§ **Work instruction**: All of the data that follows should be retyped exactly as it appears.

◆ ◆ ◆ ◆

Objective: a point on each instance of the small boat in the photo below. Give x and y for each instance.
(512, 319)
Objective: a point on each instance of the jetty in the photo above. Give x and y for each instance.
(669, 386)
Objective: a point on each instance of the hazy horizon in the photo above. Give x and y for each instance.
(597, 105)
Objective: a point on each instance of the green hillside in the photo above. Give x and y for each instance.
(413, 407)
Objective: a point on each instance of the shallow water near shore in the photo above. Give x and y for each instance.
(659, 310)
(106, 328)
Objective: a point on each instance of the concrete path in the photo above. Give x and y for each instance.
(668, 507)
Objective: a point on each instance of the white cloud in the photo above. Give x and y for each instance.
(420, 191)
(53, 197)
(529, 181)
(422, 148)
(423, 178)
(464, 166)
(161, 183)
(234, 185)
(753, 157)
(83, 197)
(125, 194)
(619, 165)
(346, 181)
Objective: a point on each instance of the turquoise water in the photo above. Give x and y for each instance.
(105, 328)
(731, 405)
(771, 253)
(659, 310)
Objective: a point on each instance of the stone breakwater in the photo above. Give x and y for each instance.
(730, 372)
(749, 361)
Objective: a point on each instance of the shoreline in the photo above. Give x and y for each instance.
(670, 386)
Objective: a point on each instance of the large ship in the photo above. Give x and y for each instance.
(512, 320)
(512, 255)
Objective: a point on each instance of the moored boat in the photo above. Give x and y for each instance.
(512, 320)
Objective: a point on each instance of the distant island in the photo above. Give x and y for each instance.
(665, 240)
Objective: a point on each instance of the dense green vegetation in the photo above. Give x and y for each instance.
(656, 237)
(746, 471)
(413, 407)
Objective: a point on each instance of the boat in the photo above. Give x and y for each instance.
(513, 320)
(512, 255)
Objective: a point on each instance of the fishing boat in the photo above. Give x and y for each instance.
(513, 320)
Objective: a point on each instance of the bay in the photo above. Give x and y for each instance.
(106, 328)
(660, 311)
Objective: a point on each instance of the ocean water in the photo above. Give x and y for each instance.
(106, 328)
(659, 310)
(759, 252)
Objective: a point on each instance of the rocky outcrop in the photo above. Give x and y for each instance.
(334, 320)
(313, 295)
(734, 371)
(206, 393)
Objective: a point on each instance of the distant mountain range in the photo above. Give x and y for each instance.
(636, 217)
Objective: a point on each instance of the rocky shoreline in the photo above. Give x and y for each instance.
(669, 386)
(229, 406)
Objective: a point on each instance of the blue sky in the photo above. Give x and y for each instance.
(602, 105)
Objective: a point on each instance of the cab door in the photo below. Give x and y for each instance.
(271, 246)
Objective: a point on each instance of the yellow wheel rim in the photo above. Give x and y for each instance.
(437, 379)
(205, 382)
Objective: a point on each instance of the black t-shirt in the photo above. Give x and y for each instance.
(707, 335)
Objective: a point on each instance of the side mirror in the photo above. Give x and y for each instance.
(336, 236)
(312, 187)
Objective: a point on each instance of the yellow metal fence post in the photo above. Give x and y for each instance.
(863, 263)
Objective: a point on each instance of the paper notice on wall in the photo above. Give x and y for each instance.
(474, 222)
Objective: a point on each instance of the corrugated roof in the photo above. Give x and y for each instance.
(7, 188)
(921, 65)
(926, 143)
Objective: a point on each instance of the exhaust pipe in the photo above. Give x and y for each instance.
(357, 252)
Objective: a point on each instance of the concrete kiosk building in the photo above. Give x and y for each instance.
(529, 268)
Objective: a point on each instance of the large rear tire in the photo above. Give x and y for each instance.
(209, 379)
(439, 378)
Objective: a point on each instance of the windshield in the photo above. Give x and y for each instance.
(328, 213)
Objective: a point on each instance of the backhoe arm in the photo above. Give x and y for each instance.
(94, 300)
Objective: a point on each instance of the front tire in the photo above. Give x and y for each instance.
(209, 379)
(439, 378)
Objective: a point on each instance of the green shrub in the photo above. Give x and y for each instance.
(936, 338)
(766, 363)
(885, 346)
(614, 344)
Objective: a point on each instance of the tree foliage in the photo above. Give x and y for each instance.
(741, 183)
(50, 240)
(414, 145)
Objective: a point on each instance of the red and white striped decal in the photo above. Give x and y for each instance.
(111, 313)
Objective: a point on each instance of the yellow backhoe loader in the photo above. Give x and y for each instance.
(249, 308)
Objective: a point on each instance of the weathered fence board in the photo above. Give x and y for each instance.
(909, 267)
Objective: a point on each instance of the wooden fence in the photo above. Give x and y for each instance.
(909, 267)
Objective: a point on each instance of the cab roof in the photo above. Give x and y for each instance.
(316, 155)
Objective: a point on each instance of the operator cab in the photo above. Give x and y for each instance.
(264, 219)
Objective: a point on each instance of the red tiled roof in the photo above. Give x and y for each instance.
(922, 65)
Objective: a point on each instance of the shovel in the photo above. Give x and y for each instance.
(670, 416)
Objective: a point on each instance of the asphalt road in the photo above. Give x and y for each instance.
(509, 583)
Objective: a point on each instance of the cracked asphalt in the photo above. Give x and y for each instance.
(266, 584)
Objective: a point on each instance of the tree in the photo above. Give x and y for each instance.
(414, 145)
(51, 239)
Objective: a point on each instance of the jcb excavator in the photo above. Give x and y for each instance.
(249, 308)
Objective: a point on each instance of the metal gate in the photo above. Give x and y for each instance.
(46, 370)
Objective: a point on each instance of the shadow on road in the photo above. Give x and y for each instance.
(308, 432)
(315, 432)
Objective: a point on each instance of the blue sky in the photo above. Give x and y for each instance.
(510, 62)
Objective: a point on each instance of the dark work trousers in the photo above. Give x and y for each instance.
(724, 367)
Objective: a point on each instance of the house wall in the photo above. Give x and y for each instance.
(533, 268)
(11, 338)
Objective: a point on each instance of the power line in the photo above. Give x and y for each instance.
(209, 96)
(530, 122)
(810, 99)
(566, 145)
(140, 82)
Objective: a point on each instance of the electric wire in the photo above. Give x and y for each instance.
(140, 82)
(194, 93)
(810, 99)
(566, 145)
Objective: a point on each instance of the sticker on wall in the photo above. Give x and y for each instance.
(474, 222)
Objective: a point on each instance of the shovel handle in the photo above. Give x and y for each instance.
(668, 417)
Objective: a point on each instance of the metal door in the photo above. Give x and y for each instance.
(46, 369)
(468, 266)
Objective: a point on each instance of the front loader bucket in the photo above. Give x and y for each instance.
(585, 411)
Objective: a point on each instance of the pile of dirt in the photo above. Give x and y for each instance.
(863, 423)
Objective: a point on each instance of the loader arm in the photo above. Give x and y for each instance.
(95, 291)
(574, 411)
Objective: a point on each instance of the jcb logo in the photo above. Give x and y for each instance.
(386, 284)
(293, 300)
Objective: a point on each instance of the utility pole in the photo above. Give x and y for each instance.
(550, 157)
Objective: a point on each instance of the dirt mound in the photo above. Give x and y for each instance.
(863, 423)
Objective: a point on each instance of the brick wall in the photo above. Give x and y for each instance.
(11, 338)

◆ ◆ ◆ ◆

§ **Solution to this task**:
Objective: a point on each instance of the small boat in the photo below. Give x and y for each instance.
(512, 319)
Objective: a point on each instance of the jetty in the photo above. Give x and y for each instance.
(669, 386)
Objective: a point on each instance of the hazy horizon in the photo above. Give x and y for each instance.
(597, 105)
Objective: a point on each instance of the green hillside in the photo above. Give x and y for each instance.
(413, 407)
Objective: a point on each instance of the shallow water near shore in the photo above. Give x and y for each instance.
(659, 310)
(106, 328)
Objective: a point on each instance of the concrete path in the photo above. Give x and y for each instance.
(668, 507)
Objective: a point on each instance of the white cloud in the photo above. Give x and y for each instance.
(420, 191)
(53, 197)
(529, 181)
(422, 148)
(423, 178)
(464, 166)
(161, 183)
(234, 185)
(753, 157)
(83, 197)
(125, 194)
(619, 165)
(346, 181)
Objective: a point on each instance of the turquoise water in the photo above. Give x and y for each instance.
(105, 328)
(731, 405)
(771, 253)
(659, 310)
Objective: a point on each instance of the stone breakwater in the photo above. Give x and y for each instance.
(730, 372)
(749, 361)
Objective: a point on each instance of the shoreline in the photo above. Give x and y for each instance.
(670, 386)
Objective: a point on each instance of the large ship in the photo above. Give x and y for each instance.
(512, 320)
(512, 255)
Objective: a point on each instance of the moored boat in the photo above. Give x and y for each instance.
(512, 320)
Objective: a point on each instance of the distant island in the photo above. Give x and y for each instance.
(665, 240)
Objective: a point on each instance of the dense green vegetation in the photo above. Give x and y for each instance.
(656, 237)
(746, 471)
(413, 407)
Objective: a point on each instance of the boat in the photo above. Give x and y for each instance.
(513, 320)
(512, 255)
Objective: a point on each instance of the fishing boat in the photo above. Give x and y for each instance.
(513, 320)
Objective: a point on each instance of the bay in the photo above. Give x and y for each instance.
(106, 328)
(660, 311)
Objective: a point on each instance of the ocean water in the photo above. Give x and y for each instance.
(106, 328)
(659, 310)
(759, 252)
Objective: a point on each instance of the rocky outcrop in the photo above. Give x and y for each instance.
(334, 320)
(313, 295)
(734, 371)
(206, 393)
Objective: a point on each instance of the distant mountain range in the photo above. Give x and y for each instance.
(636, 217)
Objective: a point on each instance of the rocky shoreline in the photo above. Give x and y for each instance.
(669, 386)
(229, 406)
Objective: a point on each instance of the blue sky in the photo above. Give x and y for each instance.
(602, 105)
Objective: a point on each instance of the cab door in the photo below. Give x and y for each instance.
(271, 246)
Objective: a point on each instance of the yellow wheel rim in the photo above. Give x and y for each instance.
(437, 379)
(205, 382)
Objective: a point on each instance of the black t-shirt in the photo above. Give x and y for each instance.
(707, 335)
Objective: a point on each instance of the side mirror in the photo above. Give x and y for each instance.
(336, 236)
(312, 187)
Objective: a point on each instance of the yellow metal fence post in the photo above. Give x and y for each instance.
(863, 263)
Objective: a point on each instance of the paper notice on wall in the photo above. Give x and y for each instance.
(474, 222)
Objective: a point on each instance of the corrugated roof in the photo above. Give x and y for each instance.
(7, 188)
(921, 65)
(926, 143)
Objective: a point on each instance of the exhaust pipe in the photo above. Give x and y for each instance.
(357, 252)
Objective: a point on each instance of the concrete kiosk building in the photo above. Give x and y for each instance.
(529, 268)
Objective: a point on each instance of the large rear tire in the photo above. Give x and y for each instance.
(209, 379)
(439, 378)
Objective: a point on each instance of the windshield in the photo above. Give x and y for each instance.
(328, 213)
Objective: a point on each instance of the backhoe arm in the photo above. Give x and y for each instance.
(94, 300)
Objective: a point on each instance of the front tire in the photo above. Give x and y for each instance.
(209, 379)
(439, 378)
Objective: a point on each instance of the green shrub in the photo above. Give x and y for each instance.
(936, 338)
(766, 363)
(885, 346)
(614, 344)
Objective: a point on each instance of the tree foliage in the photo above. Give x and y for each instance.
(741, 183)
(50, 240)
(414, 145)
Objective: a point on each instance of the red and white striped decal in the photo above. Give x and y for each instance.
(111, 313)
Objective: a point on each instance of the yellow backhoe loader in the photo above. Give x and y for each instance.
(249, 308)
Objective: a point on each instance of the weathered fence board in the photo above. Give x and y for each instance.
(909, 267)
Objective: a point on each instance of the wooden fence in the photo above. Give x and y for each instance.
(909, 267)
Objective: a point on each instance of the cab roof in the photo above. Give x and y for each instance.
(316, 155)
Objective: a point on each instance of the operator cab in the photo above. Give x and y for each instance.
(264, 219)
Objective: a point on each instance of the red tiled roof in the photo above. Give x and y for each instance.
(922, 65)
Objective: a point on each instance of the shovel in the photo above. Give x and y for each instance.
(670, 416)
Objective: a point on each instance of the asphalt road in the photo above. Give x and y for each instance.
(509, 583)
Objective: a point on each instance of the cracked asphalt in the photo above. Give x and y for each instance.
(266, 584)
Objective: a point on each instance of the tree in the photo above. Give x and y for each instance.
(414, 145)
(51, 239)
Objective: a point on each instance of the jcb excavator in the photo above. Give x and y for each instance.
(249, 308)
Objective: a point on each instance of the metal gate in the photo above. Give x and y for each instance.
(46, 370)
Objective: a point on each instance of the shadow on road in the photo above. Give x and y for each instance.
(308, 432)
(315, 432)
Objective: a point on each instance of the blue sky in the photo above. Give x and y for each instance.
(510, 62)
Objective: a point on each instance of the dark work trousers in the photo above. Give x and y for each instance.
(724, 367)
Objective: a point on each instance of the house wall in the photo above. Give x and y for each instance.
(533, 268)
(11, 338)
Objective: a point on each instance of the power line in the photo above. Give x and y for each instance.
(209, 96)
(530, 122)
(810, 99)
(566, 145)
(140, 82)
Objective: a point on each instance of the electric wire in the photo above. Give x and y for each instance.
(140, 82)
(194, 93)
(810, 99)
(566, 145)
Objective: a point on each instance of the sticker on wall in the photo above. Give x and y for each instance.
(474, 222)
Objective: a point on each instance of the shovel handle in the photo above. Give x and y for each instance.
(668, 417)
Objective: a point on each instance of the metal door in the photo above. Give x and y for each instance.
(46, 369)
(468, 266)
Objective: a point on each instance of the front loader bucket in the photo above. Give x and y for each instance.
(585, 411)
Objective: a point on each instance of the pile of dirt in the photo above. Give x and y for each instance.
(863, 423)
Objective: a point on each instance of the loader arm in the photo above. Give x and y for each instance.
(95, 291)
(574, 411)
Objective: a point on each instance of the jcb logo in the photo above. Give x and y for each instance.
(386, 284)
(293, 300)
Objective: a point on each instance of the utility pole in the photo above. Give x and y for each instance.
(550, 157)
Objective: a point on each instance of the dirt mound in the photo above. Give x and y for each instance.
(863, 423)
Objective: a point on each instance of the brick wall in the photo above. Give x and y for each instance.
(11, 338)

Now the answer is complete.